● Instructions to follow:
Every entry, from the first to the last, should be written out exactly.

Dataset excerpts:
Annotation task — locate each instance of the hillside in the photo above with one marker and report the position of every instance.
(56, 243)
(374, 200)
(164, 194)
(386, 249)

● Result of the exercise:
Annotation task — locate each instance of the hillside in the photo above with one marker and report the position of every instance.
(56, 243)
(374, 200)
(164, 194)
(386, 249)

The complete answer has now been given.